Questions on the material:
(1) In the New Year's resolutions post, what challenge are some SLPs doing for January?
(2) Please reproduce the New Year's resolutions post from "1) Specialize and" up to and including "Stay tuned ;)".
START Quoted passage
As SLPs we are naturally trying to better ourselves on a daily basis. However, the new year allows us time to reflect on our accomplishments and challenges of the past year. 2016 was a great year for me yet, I still have some areas that I would like to improve or change in my life.

Some new years resolutions I've made for 2017 are...

1) Save more...or as my husband says, "2017 will be the year of savings." I hope he is right...

1) Be more present. I wish I could say (and believe) I will only have 1 hour or less a day of screen time, but I know that it isn't realistic to set a timer every time I pick up my phone. However, I think a good goal is to be more consious and to leave my phone in my purse or in the car when I go to dinner with a friend, for example. Less screen time. More face time.
2) Travel. We have some big plans for travel this year. We are going to Europe in June and going on a cruise in November. Yay!!

1) Specialize and learn as much as I can about Autism. As some of you know, I switched jobs this year and work for an amazing non-profit where I get to be in the clinic setting, home health, and school. My caseload is 99% individuals with ASD. I also get to supervise some amazing SLPAs and I want to grow in that area as well!
2) Blog and connect more with you!! I really want to focus on Speech Me Maybe and connecting with the SLP world! I have some excited things coming starting in January and I think it's going to be a GREAT year. Stay tuned ;)

1) Sweat every day. I don't really have an excuse not to when I live in Arizona and the sun is shining just about every day. I have two very active pups that wouldn't mind to go for a run either before or after the work day.
2) Eat more whole foods. A few of us SLPs are doing a Whole30 challenge for the month of January. I think it's time to really focus on treating my body better.
END Quoted passage
START Record extracts
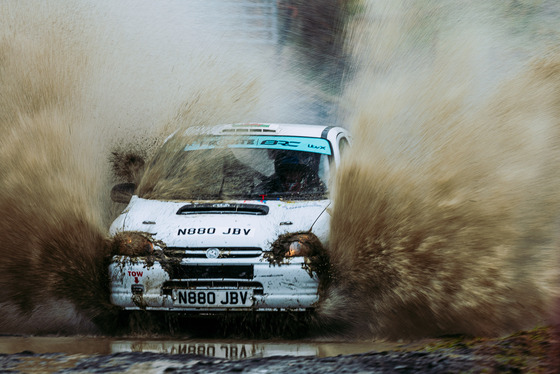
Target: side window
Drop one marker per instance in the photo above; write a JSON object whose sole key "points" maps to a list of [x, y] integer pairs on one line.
{"points": [[343, 146]]}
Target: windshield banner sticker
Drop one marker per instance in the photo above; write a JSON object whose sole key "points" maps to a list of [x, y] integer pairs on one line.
{"points": [[294, 143]]}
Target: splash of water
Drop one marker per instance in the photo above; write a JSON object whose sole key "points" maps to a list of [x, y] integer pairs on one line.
{"points": [[446, 209]]}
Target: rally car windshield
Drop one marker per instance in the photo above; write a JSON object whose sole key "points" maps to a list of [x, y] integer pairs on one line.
{"points": [[251, 167]]}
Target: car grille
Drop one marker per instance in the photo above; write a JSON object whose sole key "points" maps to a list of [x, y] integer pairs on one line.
{"points": [[227, 252], [211, 272]]}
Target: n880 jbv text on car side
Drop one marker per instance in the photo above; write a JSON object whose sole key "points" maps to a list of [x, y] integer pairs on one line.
{"points": [[227, 218]]}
END Record extracts
Answers by item:
(1) A Whole30 challenge.

(2)
1) Specialize and learn as much as I can about Autism. As some of you know, I switched jobs this year and work for an amazing non-profit where I get to be in the clinic setting, home health, and school. My caseload is 99% individuals with ASD. I also get to supervise some amazing SLPAs and I want to grow in that area as well!
2) Blog and connect more with you!! I really want to focus on Speech Me Maybe and connecting with the SLP world! I have some excited things coming starting in January and I think it's going to be a GREAT year. Stay tuned ;)